DOCUMENT EXCERPT:
>>>>
Places that members of our family have experienced a far faster internet connection during the past five years:

Greek Islands (who’d a thought with their economy)
Croatian Islands (keen to join the high rollers of the European Union)
A riverbank an hour north of Inverness, nine miles up a single track road
A riverbank in the Sologne, a long way from anywhere
Bologna, Florence, Genoa, Rheims, Dublin
Most of the Balkans, where Child A was backpacking last October

Internet supply from exchange 7.5km from our home to which we are connected: 0-0.5mb
Internet supply from exchange 2km from our homen to which next door are connected: 8-12mb

Why are we still connected to the former?
<<<<
DATA LISTING:
>>>>
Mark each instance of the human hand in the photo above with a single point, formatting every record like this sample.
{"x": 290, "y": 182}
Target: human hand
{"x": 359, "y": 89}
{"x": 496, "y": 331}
<<<<
COMPLETE THE FOLLOWING:
1. In the internet-speed excerpt, how far from the family's home is the exchange they are connected to?
2. Print the part of the internet-speed excerpt that opens with the words containing "Internet supply from exchange 7.5km" and closes with "to the former?".
3. Carry on the internet-speed excerpt from where it stops.
The rows above come from a separate source.

EXERCISE RESULTS:
1. 7.5km

2.
Internet supply from exchange 7.5km from our home to which we are connected: 0-0.5mb
Internet supply from exchange 2km from our homen to which next door are connected: 8-12mb

Why are we still connected to the former?

3.
Yours in much frustration and a dearth/absence of internet supply


A family of four, on average household wage paying up to £200 per month to receive low quality 3G mobile broadband supply


Superfast broadband indeed





Chris de Cani

on behalf of Rachel, Maisie, William and Otis de Cani


I promise that I will do my best
To do my duty to God and to the Queen (crikey! the commitments we made back in the day,I may need to revisit that one)
To help other people (still holds)
And to keep the cub scout law

a late amendment to the Cub scout law: I promise to post any replies I receive, on internet supply, submarines or otherwise.

This post has been brought to you via the medium of a decidedly shaky mobile broadband supply,

No poles or lines

Definitely no poles and lines



2 comments:

testvalleybirder said...

Chris ....

Saw this (link below) in the paper recently. Read the BIO of John Petter (BT Chief Exec) - maybe you should email him.

Good luck
Richard

http://www.thisismoney.co.uk/money/news/article-3396333/The-winner-wooden-spoon-BT-voted-telecom-giant-having-worst-customer-service-Britain.html

Test Valley River Keeper said...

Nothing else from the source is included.